_OBJECTIVE 1_: Reproduce the part of the Rembrandt text from "In March 1669, the" up to and including "in the grave.".
_OBJECTIVE 2_:
Answer these questions using the Rembrandt text:
(a) What name was given to the grandchild christened in March 1669?
(b) According to the death registry entry, where did Rembrandt live?
(c) How much did his burial cost?

_READING TEXT_:
-- begin --

In March 1669, the widowed Magdalena gave birth to a daughter, and, on the twenty-second of that month, Rembrandt stood by while the only grandchild he was to see was christened Titia. We catch thereafter some murmurs of that business which he so hated, in connection with the settlement of the respective shares which the little Titia and Cornelia were to draw from the remainder of the old association between their respective parents; and then again comes silence, until, from an entry in the Doelboek, the registry of deaths in the Westerkerk, we learn that the long, slow, downward path has ended, where all paths end, in the grave.

"Tuesday, 8 October, 1669, Rembrandt van Rijn, painter, on the Rozengracht, opposite the Doolhof. Leaves two children."

He was buried, at the cost of thirteen florins, at the foot of a staircase leading up to a pulpit on a pillar on the left-hand side as you go up the church; but when, some years back, a coffin, supposed to have been his, was opened, not a trace of his ashes was to be found.

-- end --

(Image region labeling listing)
-- begin --

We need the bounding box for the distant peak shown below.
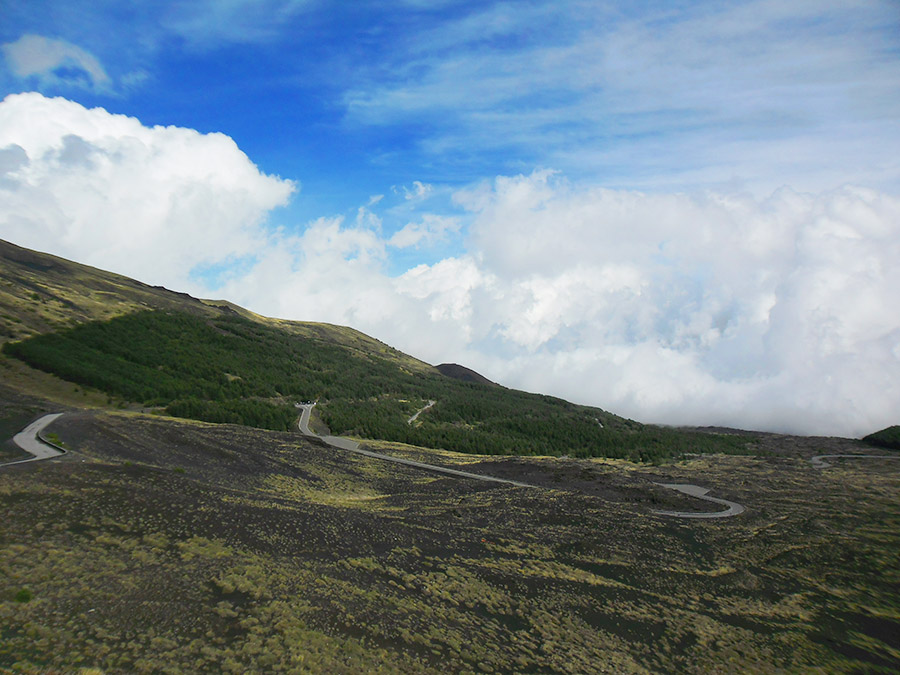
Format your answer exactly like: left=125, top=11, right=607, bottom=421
left=435, top=363, right=496, bottom=386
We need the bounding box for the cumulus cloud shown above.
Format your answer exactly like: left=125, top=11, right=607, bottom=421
left=392, top=180, right=434, bottom=202
left=0, top=34, right=110, bottom=91
left=0, top=94, right=900, bottom=435
left=0, top=93, right=295, bottom=289
left=388, top=213, right=462, bottom=248
left=400, top=172, right=900, bottom=434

-- end --

_PROBLEM SOLUTION 1_:
In March 1669, the widowed Magdalena gave birth to a daughter, and, on the twenty-second of that month, Rembrandt stood by while the only grandchild he was to see was christened Titia. We catch thereafter some murmurs of that business which he so hated, in connection with the settlement of the respective shares which the little Titia and Cornelia were to draw from the remainder of the old association between their respective parents; and then again comes silence, until, from an entry in the Doelboek, the registry of deaths in the Westerkerk, we learn that the long, slow, downward path has ended, where all paths end, in the grave.

_PROBLEM SOLUTION 2_:
(a) Titia
(b) On the Rozengracht, opposite the Doolhof
(c) Thirteen florins